展示文字 -
* * * *

索引 Indexing¶

Form：search key - pointer

Query type¶

Point query: records with a specified value in the attribute
Range query: records with an attribute value falling in a specified range of values.
Primary index 主索引
candidate key唯一情况下用起来方便
Secondary Indices
不唯一，中间的指针指向多个目标
Dense index：Index record appears for every search-key value in the file.
Sparse index：contains index records for only some search-key values.
Multilevel Index（多级索引）
索引的索引

B+ Tree Index¶

每个节点都和block大小一样
叶子结点就是末级索引，之间用指针相连，使连续
高度：$ log_{n}(k)<= height <=log_{n/2}(k/2)+1 $，向上取整（根节点最小两叉）
大小：最大：半满，最小：全满
和ADS不同：每个节点容量相等，非叶子和叶子一样（ADS里非叶子最多阶数-1）
- 也就是说中间结点的分叉数比叶子结点值数多1
作用：叉数多，层数少，减少seek&block transfer次数
估计 height & size
person( pid char(18) primary key,

name char(8),

age smallint, address char(40));

Block size : 4K 1000000 persons
Records per block = 4096/(18+8+2+40) =60.235=60
- record 大小根据各个属性类型算
blocks for storing 1M persons= 1000000/60 =16667
- 计算block数
B+ tree n(fan-out) = (4096-4)/(18+4) +1 = 187
- B+树一个节点就是一个block，存放M个值和M+1个指针
即使是叶子结点，也多出一个指向下一个叶子的指针

指针比值多一个，所以先-4，后+1
- 一个索引项=索引值+指针(假设4byte)=18+4
- 最大187叉，最少 n/2 = 94叉
- 能索引多少值
- 2 levels: min=2*93 = 186 max= 187'*186 = 34,782
- 3 levels: min=2*94*93 = 17484 max=187*187*186 = 6,504,234
- 4 levels: min=2*94*94*93 = 1,643,496
  
  max=187*187*187*186 = 1,216,291,758
- 易得这个B+树为3层
size：
- 最小（全满）100000/186+100000/186/187+1
- 最大（半满）100000/93+100000/93/94+1

Bottom-up B+ Tree Build¶

fanout = 4，则阶数为3
先排序，按序分块，然后向上构建
构建上图B+树 cost：1 seek + 9 block transfer
插入大量值/合并树可以直接把叶子merge并排序，然后重建
原树的叶子读取：1 seek+6 block transfer

Indexing in Main Memory¶

Random access in memory
- Much cheaper than on disk/flash, but still expensive compared to cache read
- Binary search for a key value within a large B+-tree node results in many cache misses
- Data structures that make best use of cache preferable – cache conscious
Cache miss
- HD以block为单位读到buffer，buffer以64byte(例)为单位读到cache，大节点就会读不全，查找索引值过程中读取的cache只有小部分有用，没找到->产生miss
- 降低miss：
- 小节点：B+ trees with small nodes that fit in cache line are preferable to reduce cache misses
- 指针和search key分开排
- 建立一个“路标”（一棵小树）
Key idea:
- use large node size to optimize disk access,
- but structure data within a node using a tree with small node size, instead of using an array, to optimize cache access.

LSM tree¶

Log Structured Merge：写优化的树结构
Benefits of LSM approach Inserts are done using only sequential I/O operations 随机写->顺序写 Leaves are full, avoiding space wastage Reduced number of I/O operations per record inserted as compared to normal B+-tree (up to some size)

* * * *

提取的数据条目
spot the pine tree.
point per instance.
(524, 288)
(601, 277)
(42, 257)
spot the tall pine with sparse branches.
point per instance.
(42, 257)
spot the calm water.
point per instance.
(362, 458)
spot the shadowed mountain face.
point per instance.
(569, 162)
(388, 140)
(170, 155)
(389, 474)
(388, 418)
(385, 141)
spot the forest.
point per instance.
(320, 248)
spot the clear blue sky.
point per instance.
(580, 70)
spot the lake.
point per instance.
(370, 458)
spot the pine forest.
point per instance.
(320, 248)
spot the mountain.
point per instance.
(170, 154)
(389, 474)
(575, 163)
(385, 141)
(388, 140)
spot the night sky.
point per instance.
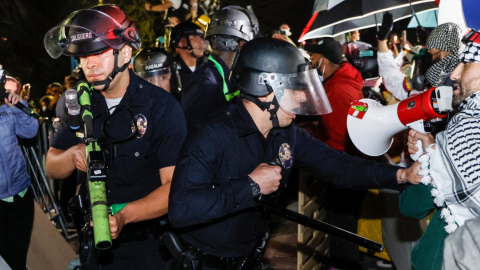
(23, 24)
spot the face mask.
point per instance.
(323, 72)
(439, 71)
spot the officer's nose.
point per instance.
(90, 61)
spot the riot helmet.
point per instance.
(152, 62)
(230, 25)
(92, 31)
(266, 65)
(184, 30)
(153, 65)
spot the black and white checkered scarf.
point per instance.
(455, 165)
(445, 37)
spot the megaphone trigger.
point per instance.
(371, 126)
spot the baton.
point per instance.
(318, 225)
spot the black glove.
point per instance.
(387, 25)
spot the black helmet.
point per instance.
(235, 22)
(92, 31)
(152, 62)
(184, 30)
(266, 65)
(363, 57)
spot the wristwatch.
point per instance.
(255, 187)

* * * *

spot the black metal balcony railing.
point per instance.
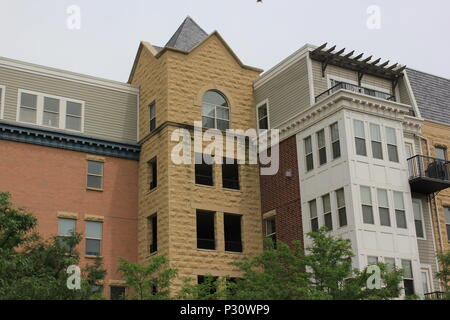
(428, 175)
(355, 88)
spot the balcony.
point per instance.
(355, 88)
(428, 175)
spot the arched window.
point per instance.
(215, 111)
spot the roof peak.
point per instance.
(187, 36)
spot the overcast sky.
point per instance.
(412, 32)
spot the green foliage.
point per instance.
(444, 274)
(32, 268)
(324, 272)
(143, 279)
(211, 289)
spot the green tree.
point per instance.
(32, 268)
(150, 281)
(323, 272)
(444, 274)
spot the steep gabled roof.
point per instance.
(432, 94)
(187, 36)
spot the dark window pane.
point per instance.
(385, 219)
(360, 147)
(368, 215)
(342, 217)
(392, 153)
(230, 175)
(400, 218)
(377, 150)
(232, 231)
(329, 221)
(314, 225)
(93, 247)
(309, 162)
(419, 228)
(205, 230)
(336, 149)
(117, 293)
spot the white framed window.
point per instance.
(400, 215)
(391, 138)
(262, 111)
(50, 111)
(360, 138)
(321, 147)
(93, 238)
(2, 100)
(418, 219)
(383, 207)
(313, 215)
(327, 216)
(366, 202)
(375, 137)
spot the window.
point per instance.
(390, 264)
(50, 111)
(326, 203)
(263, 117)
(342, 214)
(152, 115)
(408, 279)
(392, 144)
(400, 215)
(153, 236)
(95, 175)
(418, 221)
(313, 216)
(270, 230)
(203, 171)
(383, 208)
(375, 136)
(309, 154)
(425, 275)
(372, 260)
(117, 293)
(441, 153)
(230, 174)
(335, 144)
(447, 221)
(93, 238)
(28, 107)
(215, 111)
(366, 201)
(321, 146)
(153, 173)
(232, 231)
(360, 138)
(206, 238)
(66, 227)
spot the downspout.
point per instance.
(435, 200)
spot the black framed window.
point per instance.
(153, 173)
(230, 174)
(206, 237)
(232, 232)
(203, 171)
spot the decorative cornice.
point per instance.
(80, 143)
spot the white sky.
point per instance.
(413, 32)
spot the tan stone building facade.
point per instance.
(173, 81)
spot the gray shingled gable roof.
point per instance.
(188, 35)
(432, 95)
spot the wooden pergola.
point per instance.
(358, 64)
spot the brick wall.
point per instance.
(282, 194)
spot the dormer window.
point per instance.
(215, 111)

* * * *

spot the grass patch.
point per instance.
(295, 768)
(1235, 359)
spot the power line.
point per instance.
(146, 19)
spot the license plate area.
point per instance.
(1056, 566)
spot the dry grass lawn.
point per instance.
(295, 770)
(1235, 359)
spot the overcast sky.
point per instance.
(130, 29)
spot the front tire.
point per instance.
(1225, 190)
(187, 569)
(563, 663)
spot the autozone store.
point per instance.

* * * *

待做练习 -
A – 把讲索引的这段文字从“Form：search key - pointer”到“some search-key values.”重写一遍，用“查找键”替换其中的“search-key”。
B – 按讲索引的这段文字，B+树的每个节点和什么一样大？

练习结果 -
A –
Form：search key - pointer

Query type¶

Point query: records with a specified value in the attribute
Range query: records with an attribute value falling in a specified range of values.
Primary index 主索引
candidate key唯一情况下用起来方便
Secondary Indices
不唯一，中间的指针指向多个目标
Dense index：Index record appears for every 查找键 value in the file.
Sparse index：contains index records for only some 查找键 values.

B – 和block大小一样。